TEXT –

◆ ◆ ◆ ◆ ◆

Don’t waste time trying to find any upside to that remark. It surprised me especially because most of my docs (the best in the biz) loved my documentation. Now I know that the really good doctors love it, and the ones who don’t love it are either one-trick ponies or second-rate. This one was a one-trick pony, and once he’d done his job, I was gone.

Let’s back up and pretend this guy asked,

  • “Wow, that’s a boatload of well-crafted, thoughtful documentation. Why did you go to so much apparent effort?”

I’d say, “I was a nurse so the concepts are easy, and I was a tech writer so the structure is even easier. This is a cakewalk for me. If I CAN’T document what’s going on, check for a pulse!

“Moreover,” I’d go on, assuming the doctor cared about my well-being, “tracking this stuff frees up my attention by letting me plonk it down in black & white and then put it out of my head. That leaves the rest of my time free for meditating, friends, bathing, housework, and so on.

“Besides,” I’d add, if the doctor looked like one who could take a joke, “most docs find this case hopelessly confusing, and I don’t need you wasting my time by asking the same questions 3 times and still getting it all wrong in the end, just like the one other doc who refused to look at this!” Ha ha.

Clinical note: Seriously, physicians, that’s how to handle an expert patient: Ask, then listen. Saves time.

  • The alt-health folks are liable to tell me, first, that I’m sick because I think the wrong thoughts; then, if they ask about my mental habits, it’s obviously because I eat toxic foods; if they want to get straightened out about that, “it’s clear, dear, that you’re too attached to this disease” and there’s nothing anyone can do to help. (Direct quote.)

My fellow CRPSers are thinking exactly the same things as me right now.

Besides the sheer cruelty of that response, the fact is that spontaneous total remission from CRPS after the first 3 years is even rarer than spontaneous remission in cancer or AIDS. I’ve heard of it happening once as late as 7 years; I’ve had it for roughly 10; average survival is 30 years after onset. If any of you has more optimistic data, I’d love to see it!

Here are some things I’ve learned about how what you think and what you do REALLY affect the course of your CRPS:

  • Those who stick exclusively with the conventional model and submit to their doctors without question, especially when they have noxious drug reactions (as I do), tend to suffer much and die young.
    That’s what happens when you’re a passive patient with a disease that few doctors understand.
  • Those who become well-informed and educate their doctors, have better results and do considerably better for much longer.
    That’s what happens when you open your eyes and take initiative regarding a very rare and complex disease.
  • Those who research and implement changes to diet and lifestyle most vigorously, have the best results from their care and use a lot less medication with much better results, higher function, and lower disability.
    That’s what happens when you shoulder real responsibility for what you do and how it affects your life.
  • Those who are active in the online communities, seeking support and providing support to others and sharing information, tend to beat the odds.
    That’s what happens when you constructively engage with your community.

I’m looking for something I’m not doing yet. I will figure it out, hunt it down and I will do it.

CRPS is an incredibly hard disease, in every conceivable way. Where there is any spontaneous remission at all, there is something to work with. I just haven’t figured out what yet.

Since I still have CRPS, I find those recurring messages a little intimidating. I  don’t yet have hard data to throw back against the key message.

I can see that, when others say I’m doing things wrong, the statements tend to be presumptuous and ill-informed — but the fact is, I still haven’t cured my own case of CRPS …YET.

◆ ◆ ◆ ◆ ◆

In the text about CRPS, how long has the writer had the disease? Rely only on the text for your answer.

EXERCISE DATA –
◆ ◆ ◆ ◆ ◆

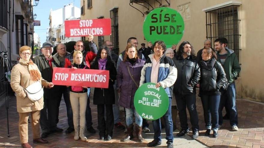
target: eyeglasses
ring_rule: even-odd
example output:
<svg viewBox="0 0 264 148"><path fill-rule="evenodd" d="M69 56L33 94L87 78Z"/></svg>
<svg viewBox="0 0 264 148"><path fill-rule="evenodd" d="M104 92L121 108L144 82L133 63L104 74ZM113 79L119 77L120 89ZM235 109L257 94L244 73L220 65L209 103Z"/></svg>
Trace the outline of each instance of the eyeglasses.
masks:
<svg viewBox="0 0 264 148"><path fill-rule="evenodd" d="M173 52L172 52L172 53L167 53L166 54L174 54L174 53L173 53Z"/></svg>
<svg viewBox="0 0 264 148"><path fill-rule="evenodd" d="M43 49L44 49L45 50L52 50L52 48L42 48Z"/></svg>
<svg viewBox="0 0 264 148"><path fill-rule="evenodd" d="M63 47L62 48L60 48L60 49L58 49L59 50L62 50L62 49L66 49L66 48L65 47Z"/></svg>
<svg viewBox="0 0 264 148"><path fill-rule="evenodd" d="M138 44L138 43L137 42L135 42L134 43L131 43L131 44L133 44L134 45L137 45Z"/></svg>
<svg viewBox="0 0 264 148"><path fill-rule="evenodd" d="M154 48L156 49L159 48L159 50L162 50L163 49L161 47L158 47L158 46L154 46Z"/></svg>
<svg viewBox="0 0 264 148"><path fill-rule="evenodd" d="M24 53L22 53L21 54L22 54L22 55L24 55L24 56L25 56L26 55L27 55L29 56L29 55L30 55L31 54L30 53L27 53L26 52L24 52Z"/></svg>
<svg viewBox="0 0 264 148"><path fill-rule="evenodd" d="M84 46L83 45L75 45L75 46L77 46L78 47L81 47L81 48L84 48Z"/></svg>

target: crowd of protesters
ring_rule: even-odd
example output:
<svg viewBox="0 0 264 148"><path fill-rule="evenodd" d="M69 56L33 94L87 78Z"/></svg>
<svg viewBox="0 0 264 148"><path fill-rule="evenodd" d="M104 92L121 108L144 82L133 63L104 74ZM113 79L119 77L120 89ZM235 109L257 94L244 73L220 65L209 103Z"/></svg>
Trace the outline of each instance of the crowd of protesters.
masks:
<svg viewBox="0 0 264 148"><path fill-rule="evenodd" d="M224 107L228 111L226 116L230 119L232 129L238 130L234 80L241 68L234 51L227 47L225 38L214 41L214 50L211 48L211 41L206 40L204 47L198 51L197 57L191 43L187 41L181 43L178 50L177 45L167 48L163 41L157 41L153 44L148 42L147 47L141 44L141 48L138 50L137 39L130 37L125 50L118 56L113 53L110 41L105 41L98 48L93 41L92 35L89 35L88 39L89 51L84 50L83 42L80 40L76 42L71 53L66 51L65 45L59 44L57 53L52 56L52 45L46 42L41 48L43 54L32 59L30 47L24 46L20 48L21 59L12 71L11 85L16 94L22 147L32 147L28 143L30 113L34 143L47 143L48 142L43 138L63 131L57 126L62 95L69 126L66 133L74 131L74 140L80 138L86 141L86 129L91 133L96 132L92 126L89 86L54 85L49 82L52 81L54 67L109 71L108 88L95 88L93 93L100 140L111 140L114 135L114 127L127 133L122 141L133 140L134 116L136 141L143 142L142 132L149 132L150 130L148 121L135 108L134 96L139 87L148 82L156 84L157 88L164 88L169 99L165 115L160 119L152 121L154 140L148 144L148 147L161 144L161 129L165 128L167 147L173 147L172 132L176 128L177 112L181 129L176 136L181 137L190 132L186 107L190 115L192 138L199 136L196 105L197 88L203 108L205 135L210 135L212 129L213 137L218 136L218 129L223 123L222 112ZM44 86L44 94L40 100L34 101L29 99L26 89L37 82ZM125 112L125 126L119 120L120 106L124 107Z"/></svg>

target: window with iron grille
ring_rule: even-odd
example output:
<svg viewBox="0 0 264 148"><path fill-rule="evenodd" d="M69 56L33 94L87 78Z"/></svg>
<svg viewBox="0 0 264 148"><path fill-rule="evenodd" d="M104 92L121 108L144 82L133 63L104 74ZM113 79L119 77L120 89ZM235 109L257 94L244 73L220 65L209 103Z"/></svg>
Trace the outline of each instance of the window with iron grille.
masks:
<svg viewBox="0 0 264 148"><path fill-rule="evenodd" d="M19 53L19 48L24 44L24 17L22 16L16 15L16 54Z"/></svg>
<svg viewBox="0 0 264 148"><path fill-rule="evenodd" d="M115 8L110 10L111 19L111 42L116 48L119 47L118 35L118 8Z"/></svg>
<svg viewBox="0 0 264 148"><path fill-rule="evenodd" d="M83 16L84 15L84 6L81 7L81 15Z"/></svg>
<svg viewBox="0 0 264 148"><path fill-rule="evenodd" d="M216 39L226 38L228 48L234 50L239 60L241 35L239 32L238 7L232 5L206 12L206 38L214 45Z"/></svg>
<svg viewBox="0 0 264 148"><path fill-rule="evenodd" d="M87 0L87 9L91 9L92 7L93 6L92 5L92 0Z"/></svg>
<svg viewBox="0 0 264 148"><path fill-rule="evenodd" d="M7 0L0 1L0 26L7 29Z"/></svg>

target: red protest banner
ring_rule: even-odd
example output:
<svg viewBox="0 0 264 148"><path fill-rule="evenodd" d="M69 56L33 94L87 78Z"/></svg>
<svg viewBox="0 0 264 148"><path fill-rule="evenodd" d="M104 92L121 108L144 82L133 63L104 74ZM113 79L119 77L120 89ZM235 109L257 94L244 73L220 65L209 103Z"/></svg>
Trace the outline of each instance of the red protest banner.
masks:
<svg viewBox="0 0 264 148"><path fill-rule="evenodd" d="M54 67L52 83L56 85L108 88L108 70Z"/></svg>
<svg viewBox="0 0 264 148"><path fill-rule="evenodd" d="M111 19L71 20L64 21L66 37L86 36L90 34L103 36L111 34Z"/></svg>

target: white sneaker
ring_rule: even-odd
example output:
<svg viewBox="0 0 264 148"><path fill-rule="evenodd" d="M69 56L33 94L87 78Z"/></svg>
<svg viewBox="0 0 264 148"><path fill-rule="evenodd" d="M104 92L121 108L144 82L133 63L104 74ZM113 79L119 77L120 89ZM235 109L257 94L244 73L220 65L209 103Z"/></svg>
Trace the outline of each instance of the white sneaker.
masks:
<svg viewBox="0 0 264 148"><path fill-rule="evenodd" d="M150 132L150 130L147 127L144 127L142 130L145 132Z"/></svg>
<svg viewBox="0 0 264 148"><path fill-rule="evenodd" d="M232 130L234 131L237 131L238 130L238 127L236 125L233 125L232 126Z"/></svg>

◆ ◆ ◆ ◆ ◆

OUTPUT OF THE TASK – Roughly 10 years.